§ **Challenge**
Copy the material starting with the line containing "Note: we are tagging the chimney" and going on through the line containing "[(58, 143)]", including every line in that stretch. Shift each coordinate in the answer points by adding 134, and leave every other number unchanged.

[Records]
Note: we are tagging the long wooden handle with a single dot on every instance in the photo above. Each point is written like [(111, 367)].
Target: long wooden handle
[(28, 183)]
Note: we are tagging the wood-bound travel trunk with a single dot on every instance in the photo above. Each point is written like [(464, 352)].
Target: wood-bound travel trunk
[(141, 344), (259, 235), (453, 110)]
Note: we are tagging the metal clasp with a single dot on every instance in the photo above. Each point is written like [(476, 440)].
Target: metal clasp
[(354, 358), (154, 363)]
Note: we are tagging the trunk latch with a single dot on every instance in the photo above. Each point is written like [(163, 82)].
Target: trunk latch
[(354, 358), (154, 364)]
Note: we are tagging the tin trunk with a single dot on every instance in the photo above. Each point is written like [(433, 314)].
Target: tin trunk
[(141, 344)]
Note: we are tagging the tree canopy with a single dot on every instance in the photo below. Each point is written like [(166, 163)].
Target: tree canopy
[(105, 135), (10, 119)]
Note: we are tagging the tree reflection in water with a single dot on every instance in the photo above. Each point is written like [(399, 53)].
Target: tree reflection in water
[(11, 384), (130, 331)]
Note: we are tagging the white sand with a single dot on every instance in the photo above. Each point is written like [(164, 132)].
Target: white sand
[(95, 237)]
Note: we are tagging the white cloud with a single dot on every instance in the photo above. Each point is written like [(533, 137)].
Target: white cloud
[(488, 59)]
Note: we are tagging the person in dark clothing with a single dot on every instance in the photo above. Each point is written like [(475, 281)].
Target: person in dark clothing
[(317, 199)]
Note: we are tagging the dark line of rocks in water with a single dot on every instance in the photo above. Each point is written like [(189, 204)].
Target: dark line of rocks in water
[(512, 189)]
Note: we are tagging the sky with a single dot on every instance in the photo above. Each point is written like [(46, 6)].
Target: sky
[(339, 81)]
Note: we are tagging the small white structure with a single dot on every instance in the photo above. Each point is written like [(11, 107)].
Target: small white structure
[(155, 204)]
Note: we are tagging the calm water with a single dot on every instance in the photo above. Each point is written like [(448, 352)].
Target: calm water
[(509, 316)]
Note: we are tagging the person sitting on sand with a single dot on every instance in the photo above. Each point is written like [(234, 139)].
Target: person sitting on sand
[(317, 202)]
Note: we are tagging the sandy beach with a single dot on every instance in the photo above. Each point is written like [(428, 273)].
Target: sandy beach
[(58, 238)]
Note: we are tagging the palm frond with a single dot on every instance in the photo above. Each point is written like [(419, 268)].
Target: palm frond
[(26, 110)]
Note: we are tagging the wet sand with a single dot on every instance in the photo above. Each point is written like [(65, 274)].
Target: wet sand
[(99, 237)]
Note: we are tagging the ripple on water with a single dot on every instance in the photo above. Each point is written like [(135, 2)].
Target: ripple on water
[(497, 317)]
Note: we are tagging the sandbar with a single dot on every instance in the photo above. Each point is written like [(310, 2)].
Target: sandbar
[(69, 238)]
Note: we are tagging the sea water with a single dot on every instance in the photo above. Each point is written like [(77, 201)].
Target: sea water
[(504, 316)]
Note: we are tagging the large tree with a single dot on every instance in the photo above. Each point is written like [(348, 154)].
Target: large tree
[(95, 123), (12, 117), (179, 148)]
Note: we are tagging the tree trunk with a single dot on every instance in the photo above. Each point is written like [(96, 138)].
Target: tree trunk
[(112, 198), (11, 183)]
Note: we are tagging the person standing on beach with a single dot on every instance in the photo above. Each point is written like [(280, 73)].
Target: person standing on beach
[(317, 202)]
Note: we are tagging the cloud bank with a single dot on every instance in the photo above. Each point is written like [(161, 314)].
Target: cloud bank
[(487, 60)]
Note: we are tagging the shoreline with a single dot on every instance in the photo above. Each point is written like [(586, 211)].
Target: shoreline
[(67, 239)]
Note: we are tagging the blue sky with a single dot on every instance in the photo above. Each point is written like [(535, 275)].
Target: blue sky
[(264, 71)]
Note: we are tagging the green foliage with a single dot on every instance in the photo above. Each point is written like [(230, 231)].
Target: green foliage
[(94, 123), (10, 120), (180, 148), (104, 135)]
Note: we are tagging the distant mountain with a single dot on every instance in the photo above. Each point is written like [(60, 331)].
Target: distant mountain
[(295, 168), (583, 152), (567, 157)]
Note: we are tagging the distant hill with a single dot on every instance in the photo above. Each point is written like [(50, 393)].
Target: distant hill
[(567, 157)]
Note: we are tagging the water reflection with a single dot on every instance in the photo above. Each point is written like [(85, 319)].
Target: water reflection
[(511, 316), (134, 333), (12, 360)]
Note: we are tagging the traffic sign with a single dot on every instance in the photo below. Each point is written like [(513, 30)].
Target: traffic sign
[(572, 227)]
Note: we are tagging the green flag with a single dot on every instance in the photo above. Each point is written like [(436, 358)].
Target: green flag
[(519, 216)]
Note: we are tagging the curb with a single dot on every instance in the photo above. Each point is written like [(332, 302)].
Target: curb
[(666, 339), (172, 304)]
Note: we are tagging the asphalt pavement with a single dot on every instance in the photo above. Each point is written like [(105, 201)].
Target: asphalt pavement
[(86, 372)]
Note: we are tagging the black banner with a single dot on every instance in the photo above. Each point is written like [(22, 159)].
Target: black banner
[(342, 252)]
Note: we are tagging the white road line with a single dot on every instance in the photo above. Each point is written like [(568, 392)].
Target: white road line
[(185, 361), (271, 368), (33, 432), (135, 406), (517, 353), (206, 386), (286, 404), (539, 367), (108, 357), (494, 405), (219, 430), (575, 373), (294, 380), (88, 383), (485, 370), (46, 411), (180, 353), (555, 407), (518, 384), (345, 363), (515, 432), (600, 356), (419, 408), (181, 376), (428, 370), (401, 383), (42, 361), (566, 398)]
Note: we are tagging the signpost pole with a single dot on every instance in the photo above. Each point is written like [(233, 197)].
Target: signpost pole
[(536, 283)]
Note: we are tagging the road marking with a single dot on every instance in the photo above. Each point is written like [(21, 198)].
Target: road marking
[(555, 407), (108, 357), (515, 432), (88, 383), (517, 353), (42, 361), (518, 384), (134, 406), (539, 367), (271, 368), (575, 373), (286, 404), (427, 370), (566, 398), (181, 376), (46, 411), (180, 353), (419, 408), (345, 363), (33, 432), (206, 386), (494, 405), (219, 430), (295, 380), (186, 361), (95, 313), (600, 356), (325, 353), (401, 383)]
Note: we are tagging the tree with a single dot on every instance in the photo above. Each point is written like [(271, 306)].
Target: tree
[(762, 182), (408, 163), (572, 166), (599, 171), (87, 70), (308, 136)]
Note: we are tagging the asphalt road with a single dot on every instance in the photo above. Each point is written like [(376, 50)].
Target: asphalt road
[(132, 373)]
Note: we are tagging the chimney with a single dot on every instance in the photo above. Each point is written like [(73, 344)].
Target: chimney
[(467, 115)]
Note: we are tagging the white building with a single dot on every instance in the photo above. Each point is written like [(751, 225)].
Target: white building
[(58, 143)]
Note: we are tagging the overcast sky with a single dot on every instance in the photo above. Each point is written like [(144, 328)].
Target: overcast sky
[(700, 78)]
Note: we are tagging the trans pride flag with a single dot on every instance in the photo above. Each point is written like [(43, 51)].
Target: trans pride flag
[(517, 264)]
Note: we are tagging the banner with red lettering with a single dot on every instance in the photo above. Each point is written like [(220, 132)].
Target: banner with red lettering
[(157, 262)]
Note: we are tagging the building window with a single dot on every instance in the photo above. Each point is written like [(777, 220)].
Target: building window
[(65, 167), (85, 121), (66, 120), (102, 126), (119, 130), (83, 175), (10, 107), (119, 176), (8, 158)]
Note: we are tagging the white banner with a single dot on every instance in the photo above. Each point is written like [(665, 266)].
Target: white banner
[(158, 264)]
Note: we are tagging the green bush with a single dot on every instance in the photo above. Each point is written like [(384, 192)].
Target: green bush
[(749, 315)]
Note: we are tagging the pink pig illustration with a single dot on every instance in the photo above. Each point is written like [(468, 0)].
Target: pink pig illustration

§ **Complete answer**
Note: we are tagging the chimney with a single dot on every instance in the photo above. Each point is written like [(73, 344)].
Target: chimney
[(601, 249)]
Note: we are tagging the white building with a single dot on every instance in the photo above. Each point is written like [(751, 225)].
Target: white building
[(192, 277)]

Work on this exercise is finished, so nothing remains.